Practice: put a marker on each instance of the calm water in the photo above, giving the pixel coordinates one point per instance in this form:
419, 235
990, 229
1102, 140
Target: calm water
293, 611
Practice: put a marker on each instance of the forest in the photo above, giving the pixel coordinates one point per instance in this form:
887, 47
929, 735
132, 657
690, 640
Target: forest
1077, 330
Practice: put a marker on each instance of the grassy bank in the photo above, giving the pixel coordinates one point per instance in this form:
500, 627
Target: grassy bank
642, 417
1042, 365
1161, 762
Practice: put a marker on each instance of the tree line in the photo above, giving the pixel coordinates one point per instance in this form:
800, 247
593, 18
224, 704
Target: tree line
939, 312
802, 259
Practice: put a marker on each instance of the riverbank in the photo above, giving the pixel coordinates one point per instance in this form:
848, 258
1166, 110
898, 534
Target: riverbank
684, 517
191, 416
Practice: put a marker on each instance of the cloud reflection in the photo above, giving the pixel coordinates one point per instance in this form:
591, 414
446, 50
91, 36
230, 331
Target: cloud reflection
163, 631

━━━━

### Required work:
All records above must be printed again, exactly.

### Worked solution:
Practice: put a marker on each instance of the calm water in the photo above, giving the pixel coordinates one point per instance in this form:
419, 235
990, 229
1102, 140
Target: calm water
293, 611
Practice: put a marker on each instance of the forest in the photo above, giving the pixel coordinates one point per instance in this form:
887, 47
929, 735
132, 657
690, 640
Target: forest
1077, 330
Practice: put a marker on each instance of the grassy bank in the photo above, giving the pixel coordinates one point per instance in this form:
500, 627
Target: grassy bank
642, 417
1042, 365
1161, 762
Practice: put a marker on each instance of the tree line in the photo above, giving the pixel coordinates one point per instance in this form:
800, 247
593, 18
224, 704
Target: tree line
939, 312
802, 259
Practice: put a marker on each instance of the riverbank in the photo above, giving the pixel coordinates one point per instance in this form:
848, 258
1166, 110
898, 534
Target: riverbank
684, 517
191, 416
Practice: put a marker on each instance of the cloud reflection in the photo above, giving the pixel coordinates one point per instance in this form:
591, 414
446, 50
91, 36
230, 331
Target: cloud reflection
163, 631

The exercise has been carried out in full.